> YOUR TASK: In the data that follows, count the lines in which the word "background" occurs, and report that figure alone.
*** Opening of RAW DATA ***
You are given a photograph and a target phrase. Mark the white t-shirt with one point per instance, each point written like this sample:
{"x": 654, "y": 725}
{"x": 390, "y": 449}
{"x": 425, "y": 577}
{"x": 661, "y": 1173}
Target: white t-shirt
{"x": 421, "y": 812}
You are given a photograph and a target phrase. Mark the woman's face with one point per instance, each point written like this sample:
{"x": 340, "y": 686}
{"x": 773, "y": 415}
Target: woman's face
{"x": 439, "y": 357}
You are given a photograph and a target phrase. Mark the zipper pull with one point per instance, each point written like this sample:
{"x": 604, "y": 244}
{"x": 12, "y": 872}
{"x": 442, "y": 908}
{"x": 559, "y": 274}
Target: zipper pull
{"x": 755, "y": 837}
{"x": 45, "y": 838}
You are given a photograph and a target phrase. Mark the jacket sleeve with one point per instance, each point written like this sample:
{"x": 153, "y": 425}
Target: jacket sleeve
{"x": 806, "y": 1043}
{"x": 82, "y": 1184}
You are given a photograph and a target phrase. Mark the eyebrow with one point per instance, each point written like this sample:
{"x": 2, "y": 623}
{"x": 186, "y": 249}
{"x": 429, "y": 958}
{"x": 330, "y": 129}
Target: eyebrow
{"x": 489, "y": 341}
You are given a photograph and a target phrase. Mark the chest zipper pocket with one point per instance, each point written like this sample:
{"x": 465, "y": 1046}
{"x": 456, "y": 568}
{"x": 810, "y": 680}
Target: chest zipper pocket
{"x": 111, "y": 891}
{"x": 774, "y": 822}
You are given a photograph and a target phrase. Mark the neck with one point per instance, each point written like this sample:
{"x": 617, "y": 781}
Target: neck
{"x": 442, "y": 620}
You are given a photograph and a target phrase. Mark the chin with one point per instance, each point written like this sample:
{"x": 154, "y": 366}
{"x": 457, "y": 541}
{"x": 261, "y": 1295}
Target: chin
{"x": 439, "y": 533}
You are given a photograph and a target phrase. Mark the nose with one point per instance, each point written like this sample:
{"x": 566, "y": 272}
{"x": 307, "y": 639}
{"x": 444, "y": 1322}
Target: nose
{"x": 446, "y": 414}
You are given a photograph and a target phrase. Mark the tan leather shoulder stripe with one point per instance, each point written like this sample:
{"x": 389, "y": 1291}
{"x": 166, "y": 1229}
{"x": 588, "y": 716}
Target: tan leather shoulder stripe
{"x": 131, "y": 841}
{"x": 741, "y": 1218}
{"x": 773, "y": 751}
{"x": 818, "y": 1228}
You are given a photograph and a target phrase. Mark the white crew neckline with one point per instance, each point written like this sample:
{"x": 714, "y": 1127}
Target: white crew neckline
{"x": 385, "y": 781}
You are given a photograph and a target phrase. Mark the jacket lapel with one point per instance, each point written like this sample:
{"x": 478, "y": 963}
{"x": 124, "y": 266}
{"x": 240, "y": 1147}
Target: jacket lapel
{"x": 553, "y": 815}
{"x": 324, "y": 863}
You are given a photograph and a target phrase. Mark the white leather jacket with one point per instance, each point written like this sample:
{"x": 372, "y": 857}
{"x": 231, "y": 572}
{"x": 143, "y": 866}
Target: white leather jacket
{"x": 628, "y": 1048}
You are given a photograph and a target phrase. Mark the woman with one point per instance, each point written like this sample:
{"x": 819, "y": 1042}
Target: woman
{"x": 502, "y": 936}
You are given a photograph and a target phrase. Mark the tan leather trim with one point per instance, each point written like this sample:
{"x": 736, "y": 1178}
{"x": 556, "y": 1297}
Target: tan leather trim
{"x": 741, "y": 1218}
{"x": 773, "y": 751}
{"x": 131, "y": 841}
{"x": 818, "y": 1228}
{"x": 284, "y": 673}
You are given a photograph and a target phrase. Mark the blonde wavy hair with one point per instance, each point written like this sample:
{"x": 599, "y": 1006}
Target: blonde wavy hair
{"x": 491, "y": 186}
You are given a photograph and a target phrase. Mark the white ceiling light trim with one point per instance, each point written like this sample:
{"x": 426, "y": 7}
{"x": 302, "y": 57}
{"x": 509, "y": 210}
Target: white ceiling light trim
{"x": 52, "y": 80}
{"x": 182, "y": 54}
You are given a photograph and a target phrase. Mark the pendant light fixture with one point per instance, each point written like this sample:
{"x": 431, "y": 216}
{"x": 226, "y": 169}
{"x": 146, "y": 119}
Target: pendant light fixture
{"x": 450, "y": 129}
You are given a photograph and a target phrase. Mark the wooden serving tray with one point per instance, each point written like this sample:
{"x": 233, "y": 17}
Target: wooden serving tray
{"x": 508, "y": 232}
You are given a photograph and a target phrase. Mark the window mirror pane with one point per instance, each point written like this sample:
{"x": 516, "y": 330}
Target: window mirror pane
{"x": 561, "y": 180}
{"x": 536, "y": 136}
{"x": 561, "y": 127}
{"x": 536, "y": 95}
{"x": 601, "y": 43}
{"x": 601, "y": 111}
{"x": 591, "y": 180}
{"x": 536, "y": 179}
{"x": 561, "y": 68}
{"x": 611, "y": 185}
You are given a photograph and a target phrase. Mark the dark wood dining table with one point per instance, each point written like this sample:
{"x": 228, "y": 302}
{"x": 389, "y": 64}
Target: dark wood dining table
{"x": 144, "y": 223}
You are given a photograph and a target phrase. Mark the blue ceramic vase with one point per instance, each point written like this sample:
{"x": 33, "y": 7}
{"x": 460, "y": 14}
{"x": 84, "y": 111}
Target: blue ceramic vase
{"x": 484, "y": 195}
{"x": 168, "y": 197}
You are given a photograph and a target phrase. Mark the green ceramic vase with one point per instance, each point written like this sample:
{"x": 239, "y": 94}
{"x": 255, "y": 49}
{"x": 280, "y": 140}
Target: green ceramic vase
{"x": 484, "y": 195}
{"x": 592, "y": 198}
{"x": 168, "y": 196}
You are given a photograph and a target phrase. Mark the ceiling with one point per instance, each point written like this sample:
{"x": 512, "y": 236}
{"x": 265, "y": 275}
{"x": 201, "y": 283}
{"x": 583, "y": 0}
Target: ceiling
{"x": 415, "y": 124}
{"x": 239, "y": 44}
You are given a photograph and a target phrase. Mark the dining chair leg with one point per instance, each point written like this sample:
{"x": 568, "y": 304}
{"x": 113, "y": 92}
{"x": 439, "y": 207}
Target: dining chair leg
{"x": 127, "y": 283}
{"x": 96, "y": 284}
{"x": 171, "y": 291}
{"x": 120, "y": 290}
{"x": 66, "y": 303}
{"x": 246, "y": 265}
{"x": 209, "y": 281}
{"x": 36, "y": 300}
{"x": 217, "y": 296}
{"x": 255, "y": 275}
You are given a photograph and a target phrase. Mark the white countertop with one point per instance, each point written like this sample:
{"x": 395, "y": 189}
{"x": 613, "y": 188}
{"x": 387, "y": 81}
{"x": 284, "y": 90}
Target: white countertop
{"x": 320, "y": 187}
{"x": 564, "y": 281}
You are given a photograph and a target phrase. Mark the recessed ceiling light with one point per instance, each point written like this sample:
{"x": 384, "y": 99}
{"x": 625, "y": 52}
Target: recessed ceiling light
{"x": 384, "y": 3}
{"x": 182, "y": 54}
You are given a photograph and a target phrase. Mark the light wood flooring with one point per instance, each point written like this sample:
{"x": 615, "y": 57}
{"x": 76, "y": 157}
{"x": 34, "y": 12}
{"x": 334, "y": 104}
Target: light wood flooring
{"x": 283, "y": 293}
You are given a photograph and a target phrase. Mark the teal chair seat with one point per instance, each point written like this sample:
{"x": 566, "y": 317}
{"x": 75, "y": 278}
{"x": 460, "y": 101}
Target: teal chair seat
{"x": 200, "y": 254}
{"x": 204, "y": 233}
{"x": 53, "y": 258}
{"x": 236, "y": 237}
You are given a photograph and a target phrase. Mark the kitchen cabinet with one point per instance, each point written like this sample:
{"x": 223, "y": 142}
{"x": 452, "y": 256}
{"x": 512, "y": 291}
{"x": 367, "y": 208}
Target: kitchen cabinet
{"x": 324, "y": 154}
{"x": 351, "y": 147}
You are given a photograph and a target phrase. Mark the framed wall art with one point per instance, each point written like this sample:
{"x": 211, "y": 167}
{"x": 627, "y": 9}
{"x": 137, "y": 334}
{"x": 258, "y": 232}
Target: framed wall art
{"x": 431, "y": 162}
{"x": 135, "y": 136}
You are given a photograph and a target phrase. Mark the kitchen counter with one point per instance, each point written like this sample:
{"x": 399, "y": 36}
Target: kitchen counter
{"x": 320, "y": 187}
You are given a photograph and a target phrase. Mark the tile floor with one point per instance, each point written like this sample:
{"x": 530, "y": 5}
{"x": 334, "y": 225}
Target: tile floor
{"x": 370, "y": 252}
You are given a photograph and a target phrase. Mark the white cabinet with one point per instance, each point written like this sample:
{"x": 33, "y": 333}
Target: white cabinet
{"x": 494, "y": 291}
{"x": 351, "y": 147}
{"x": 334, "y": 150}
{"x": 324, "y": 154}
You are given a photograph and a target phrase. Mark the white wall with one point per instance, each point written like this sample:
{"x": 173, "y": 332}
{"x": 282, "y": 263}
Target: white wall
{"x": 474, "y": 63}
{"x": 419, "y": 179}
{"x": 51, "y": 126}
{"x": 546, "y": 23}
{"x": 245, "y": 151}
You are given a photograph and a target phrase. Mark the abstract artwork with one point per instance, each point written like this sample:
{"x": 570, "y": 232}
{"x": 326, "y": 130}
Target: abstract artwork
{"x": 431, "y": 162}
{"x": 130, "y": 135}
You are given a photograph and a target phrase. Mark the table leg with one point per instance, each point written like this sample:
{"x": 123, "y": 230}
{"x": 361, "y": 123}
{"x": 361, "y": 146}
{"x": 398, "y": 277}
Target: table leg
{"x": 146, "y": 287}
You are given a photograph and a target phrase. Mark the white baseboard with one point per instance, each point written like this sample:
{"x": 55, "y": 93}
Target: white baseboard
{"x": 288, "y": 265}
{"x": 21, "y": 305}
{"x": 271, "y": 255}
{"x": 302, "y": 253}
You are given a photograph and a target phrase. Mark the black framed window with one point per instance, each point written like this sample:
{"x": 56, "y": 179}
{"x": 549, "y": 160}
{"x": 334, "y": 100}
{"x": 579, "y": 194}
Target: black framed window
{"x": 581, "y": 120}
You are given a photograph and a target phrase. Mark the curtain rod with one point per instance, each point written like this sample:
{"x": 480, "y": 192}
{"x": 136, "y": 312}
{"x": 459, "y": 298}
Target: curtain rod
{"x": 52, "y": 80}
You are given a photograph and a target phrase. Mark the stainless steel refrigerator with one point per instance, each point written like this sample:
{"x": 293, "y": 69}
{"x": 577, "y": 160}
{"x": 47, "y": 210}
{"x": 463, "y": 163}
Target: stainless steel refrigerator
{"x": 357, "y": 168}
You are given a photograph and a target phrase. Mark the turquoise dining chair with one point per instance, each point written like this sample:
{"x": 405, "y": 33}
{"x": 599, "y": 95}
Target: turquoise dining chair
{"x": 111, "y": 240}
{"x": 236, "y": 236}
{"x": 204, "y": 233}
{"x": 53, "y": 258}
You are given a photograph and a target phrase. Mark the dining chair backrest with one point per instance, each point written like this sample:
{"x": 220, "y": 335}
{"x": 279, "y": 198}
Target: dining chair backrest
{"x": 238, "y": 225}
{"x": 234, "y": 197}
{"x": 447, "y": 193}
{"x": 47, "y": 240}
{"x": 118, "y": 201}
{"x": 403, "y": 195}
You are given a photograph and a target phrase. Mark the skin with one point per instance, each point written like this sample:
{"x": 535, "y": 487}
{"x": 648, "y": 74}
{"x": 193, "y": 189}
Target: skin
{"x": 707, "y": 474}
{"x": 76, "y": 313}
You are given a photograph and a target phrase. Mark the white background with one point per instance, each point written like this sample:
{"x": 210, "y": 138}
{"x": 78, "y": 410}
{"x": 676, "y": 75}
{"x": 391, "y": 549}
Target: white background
*** Close of RAW DATA ***
> EXPECTED ANSWER: 2